(PAGE EXCERPT begins)
These two piles are used to serve different purposes. While the more composted material is used in the soil of his garden, he’ll use his big pile of woodchips to form pathways and block the growth of weeds. Eventually, everything breaks down further in contact with the ground, supplying nutrients throughout the plot and effectively becoming compost while in use. Altogether, Landstreet's composting practice is an aside to the rest of his farm management. “The name of the game is aeration,” he declares, explaining that as long as the materials get mixed together and enough air moves throughout the pile to prevent unwanted bacteria, the compost is perfectly fine. All that pile has to do is process what goes into making it accessible to a plant. One quick tip he suggests is to use straw over dead leaves, as the hollow material is less likely to pack down and develop mold.

Landstreet has studied and toyed with other, more involved composting processes for his own enjoyment. A permanent student, one recent experiment was a fish emulsion. “Most of the information I found [about fish emulsion] was from Pacific Islanders,” he explains, but he adapted that information to fit methods that were accessible to him. Luckily, there are lakes in his area that need fish taken out of them as a matter of management. Landstreet will collect some fish—the smaller the better— and chop them up, mixing that with equal parts of sawdust. From here, he’ll dilute one teaspoon of molasses into a couple of gallons of water and stir that into the fishy sawdust. It’s a different take on the age-old legend of the Native Americans teaching Europeans to bury a fish under each plant. Though he hasn’t used this mixture in his garden yet, he believes that it turned out well and enjoyed the process anyway.
(PAGE EXCERPT ends)
## SET OF TASKS
1) Summarize the passage on Landstreet's composting in two sentences.
2) Extend the passage about Landstreet's composting, picking up after its final sentence.
(RAW DATA begins)
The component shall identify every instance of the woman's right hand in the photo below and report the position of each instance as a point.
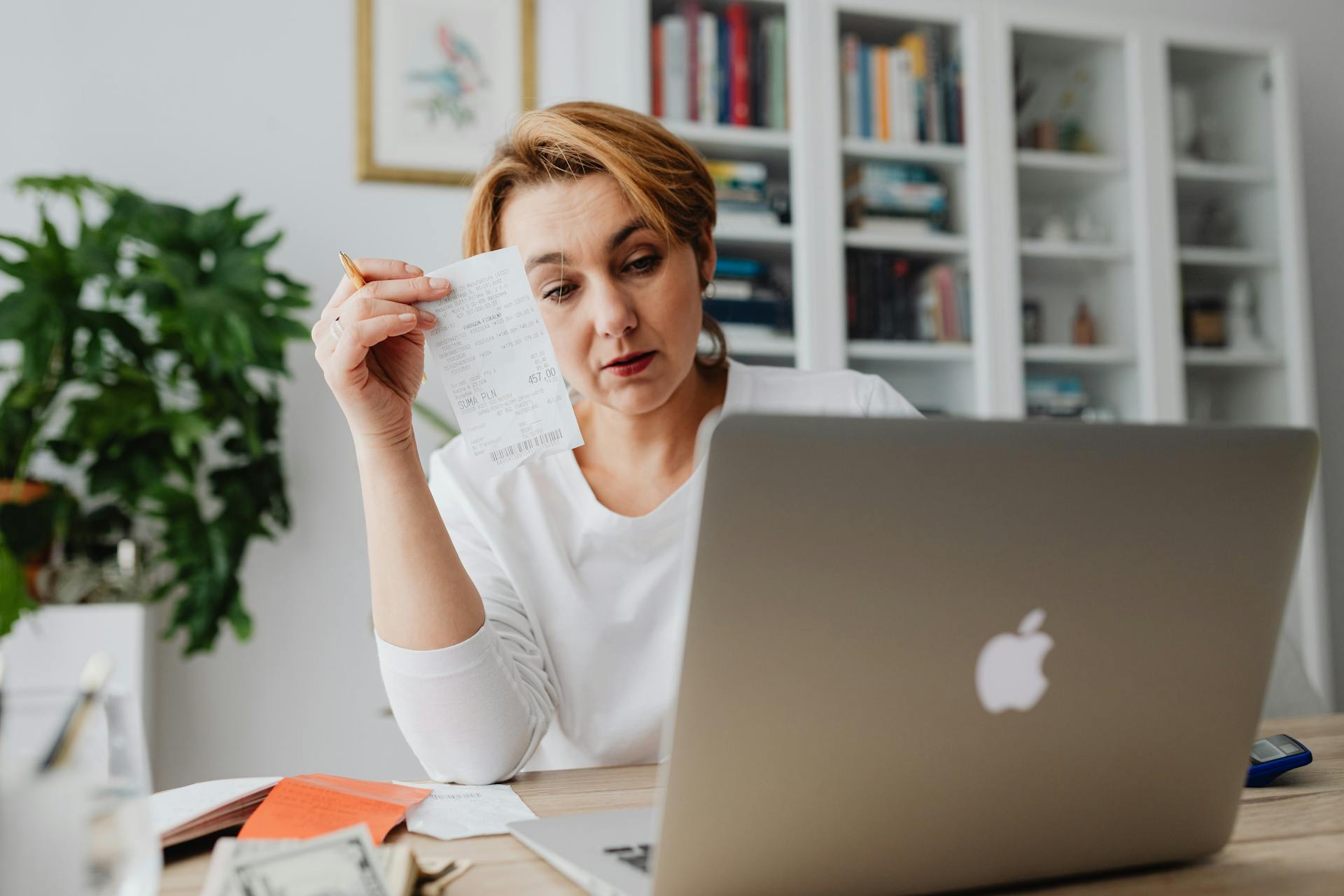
(RAW DATA ends)
## RESPONSES TO THE EXERCISE
1) Landstreet uses his more composted material in his garden soil and his woodchips for pathways and weed control, and he treats composting as an aside to his farm management in which aeration matters most. He has also experimented with a fish emulsion made from chopped fish, sawdust, and diluted molasses, which he hasn't yet used in his garden but believes turned out well.

2)
While a hobby for most of us, composting can be a very serious business for some. A woman near Fairfax Farms runs a worm farm, collecting the castings they leave behind. She’ll then sell these castings for five dollars per pound. That’s a pretty steep price for dirt! While many farmers may struggle to build their compost pile in the winter, when everything but manure is cold and brown, one permaculture method of winter building allows hot compost to thrive. These farmers will snake hot water pipes through their compost pile, building the “lasagna layers” on top of them. Keeping the compost hot year-round allows all of the materials layered in to decompose faster, helping the permaculture farm to keep to its credo of “waste not, want not.”

YOU DO WHAT YOU CAN

Whether you have a small apartment with some tomato plants in bags or ninety acres of farmland to maintain, composting is a hobby that gives back. There are only a few absolutely necessary staples to keep your pile (or bucket) healthy: One, mix together some amount of “brown” ingredients like paper or straw with “green” ingredients like manure or food scraps. Two, make sure you give that mush a good stir once in a while. And finally, make sure your pile is getting enough airflow. This can be done by keeping it in an outdoor pile, drilling holes in a bucket, or buying a container specifically made for compost. With these basic steps, you have everything you need and are free to explore and experiment on your own. Whether you choose to dump food scraps into some dirt, carefully curate a perfect ratio, chop up some little fish, or run new pipes through your property, it’s all about what you have the time and will for. It’s just dirt, after all!